» Problem to solve
Output the lines of the entries below as a JSON list of strings, one string per line, from the line containing "Where can the microphone" through the end of the entries, omitting blank lines.

» Records shown

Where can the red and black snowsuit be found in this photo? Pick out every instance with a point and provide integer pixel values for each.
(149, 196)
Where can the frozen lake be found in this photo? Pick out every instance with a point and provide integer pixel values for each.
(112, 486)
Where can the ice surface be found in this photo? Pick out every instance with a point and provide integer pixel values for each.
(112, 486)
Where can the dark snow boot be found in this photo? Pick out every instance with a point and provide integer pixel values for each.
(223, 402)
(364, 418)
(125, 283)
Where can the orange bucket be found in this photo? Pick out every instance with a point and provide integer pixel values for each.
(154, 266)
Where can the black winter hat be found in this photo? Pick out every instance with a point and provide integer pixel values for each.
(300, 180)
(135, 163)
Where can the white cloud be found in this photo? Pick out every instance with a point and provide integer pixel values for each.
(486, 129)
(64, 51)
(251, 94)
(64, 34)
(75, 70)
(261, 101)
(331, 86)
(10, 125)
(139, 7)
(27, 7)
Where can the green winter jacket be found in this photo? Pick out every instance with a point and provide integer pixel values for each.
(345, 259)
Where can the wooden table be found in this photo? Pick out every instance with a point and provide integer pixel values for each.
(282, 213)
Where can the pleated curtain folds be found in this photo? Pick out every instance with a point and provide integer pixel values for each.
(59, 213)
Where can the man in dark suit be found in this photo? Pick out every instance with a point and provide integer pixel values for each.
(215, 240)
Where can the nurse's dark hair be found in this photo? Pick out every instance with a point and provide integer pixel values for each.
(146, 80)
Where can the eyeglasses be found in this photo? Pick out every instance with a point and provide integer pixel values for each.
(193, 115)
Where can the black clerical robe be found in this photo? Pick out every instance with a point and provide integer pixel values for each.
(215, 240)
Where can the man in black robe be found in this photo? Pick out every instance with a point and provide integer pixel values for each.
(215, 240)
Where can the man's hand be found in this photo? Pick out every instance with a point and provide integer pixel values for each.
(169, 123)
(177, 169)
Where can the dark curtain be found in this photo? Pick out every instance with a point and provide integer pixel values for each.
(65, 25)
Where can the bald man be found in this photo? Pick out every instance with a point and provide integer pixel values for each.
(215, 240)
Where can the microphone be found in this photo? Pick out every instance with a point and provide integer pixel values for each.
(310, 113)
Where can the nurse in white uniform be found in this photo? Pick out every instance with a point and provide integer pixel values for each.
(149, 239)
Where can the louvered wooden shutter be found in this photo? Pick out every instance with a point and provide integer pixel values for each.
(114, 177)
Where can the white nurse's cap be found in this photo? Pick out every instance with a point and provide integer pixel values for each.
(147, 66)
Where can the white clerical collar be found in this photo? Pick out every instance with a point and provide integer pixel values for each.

» Answer for the task
[
  "Where can the microphone be found in this photo? Pick out every instance with a point and provide integer pixel values for each.",
  "(310, 113)",
  "Where can the nurse in white uniform be found in this photo? Pick out every instance with a point and provide integer pixel values for each.",
  "(149, 239)",
  "Where can the louvered wooden shutter be found in this photo? Pick out every instance with a point and provide integer pixel values for each.",
  "(114, 177)",
  "Where can the white nurse's cap be found in this photo? Pick out every instance with a point and provide integer pixel values for each.",
  "(147, 66)",
  "Where can the white clerical collar be found in this photo? Pick out every instance with a point and provide integer pixel values for each."
]